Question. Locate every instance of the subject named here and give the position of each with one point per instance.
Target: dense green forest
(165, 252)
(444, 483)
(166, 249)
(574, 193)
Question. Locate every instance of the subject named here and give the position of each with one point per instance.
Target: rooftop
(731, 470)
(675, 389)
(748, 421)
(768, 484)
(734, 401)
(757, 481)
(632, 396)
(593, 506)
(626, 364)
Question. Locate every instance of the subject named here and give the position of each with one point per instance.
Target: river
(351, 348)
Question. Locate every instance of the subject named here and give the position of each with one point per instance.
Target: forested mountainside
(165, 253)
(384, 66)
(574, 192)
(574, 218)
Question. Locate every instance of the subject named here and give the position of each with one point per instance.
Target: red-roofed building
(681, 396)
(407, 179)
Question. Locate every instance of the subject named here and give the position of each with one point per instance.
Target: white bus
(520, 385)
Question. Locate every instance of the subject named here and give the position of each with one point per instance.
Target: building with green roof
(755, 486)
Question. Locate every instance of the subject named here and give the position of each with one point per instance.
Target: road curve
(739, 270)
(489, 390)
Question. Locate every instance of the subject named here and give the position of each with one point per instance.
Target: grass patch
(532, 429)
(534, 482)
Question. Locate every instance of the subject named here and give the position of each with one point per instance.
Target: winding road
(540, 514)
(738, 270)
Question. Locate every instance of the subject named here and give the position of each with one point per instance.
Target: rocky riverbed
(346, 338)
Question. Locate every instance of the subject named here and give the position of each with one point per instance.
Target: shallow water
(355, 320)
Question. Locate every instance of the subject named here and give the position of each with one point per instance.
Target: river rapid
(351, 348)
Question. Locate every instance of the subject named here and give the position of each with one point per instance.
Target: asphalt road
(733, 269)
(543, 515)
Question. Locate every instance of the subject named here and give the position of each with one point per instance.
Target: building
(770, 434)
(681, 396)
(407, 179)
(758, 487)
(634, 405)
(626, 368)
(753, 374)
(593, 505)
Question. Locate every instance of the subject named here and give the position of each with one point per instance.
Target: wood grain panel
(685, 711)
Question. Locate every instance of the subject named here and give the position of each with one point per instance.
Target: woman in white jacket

> EXERCISE INSTRUCTIONS: In your reply, write out all of the material exactly as it was given.

> COMPLETED EXERCISE:
Question. Locate every instance of the subject named here and give the position of each with one point per instance.
Target: dense green forest
(165, 252)
(444, 483)
(166, 249)
(574, 193)
Question. Locate every instance of the subject named here and give the position of each with one point per instance.
Target: rooftop
(731, 470)
(675, 389)
(748, 421)
(768, 484)
(734, 401)
(757, 481)
(632, 396)
(593, 506)
(626, 364)
Question. Locate every instance of the subject named here and give the position of each with one point per instance.
Target: river
(351, 348)
Question. Locate every instance of the subject named here and give the position of each with one point per instance.
Target: forested mountainside
(165, 253)
(384, 66)
(574, 192)
(574, 218)
Question. Locate every instance of the subject named here and give the position of each with one point per instance.
Target: red-roofed building
(681, 396)
(407, 179)
Question. Locate every instance of the subject named here and give the position of each with one point per instance.
Target: white bus
(520, 385)
Question. Locate every instance of the subject named here and give the position of each with one point per instance.
Target: building with green roof
(755, 486)
Question. Locate every instance of the subject named here and give the position of each with one point per instance.
Target: road curve
(739, 270)
(489, 390)
Question. Locate every instance of the subject named here and give the position of each with one point per instance.
Target: grass patch
(532, 429)
(534, 482)
Question. Locate every instance of the subject named here and give the position of each with one point per instance.
Target: winding road
(540, 514)
(738, 270)
Question. Locate every instance of the subject named here and give the position of each with one point per instance.
Target: rocky riverbed
(346, 338)
Question. Locate every instance of the subject named here and give the position of each with one point per instance.
Target: shallow water
(355, 320)
Question. Locate every instance of the subject named here and give the position of each with one point per instance.
Target: river rapid
(351, 348)
Question. Locate every instance of the subject named here and give the position of each with one point per instance.
Target: asphalt road
(733, 269)
(543, 515)
Question. Locate every instance of the subject named here and give the position of each with one point per instance.
Target: building
(770, 434)
(681, 396)
(407, 179)
(758, 487)
(634, 405)
(626, 368)
(753, 374)
(593, 505)
Question. Locate every instance of the subject named here and give the position of each with one point per instance.
Target: wood grain panel
(685, 711)
Question. Locate every instance of the subject named here and give the position of each with one point per instance.
Target: woman in white jacket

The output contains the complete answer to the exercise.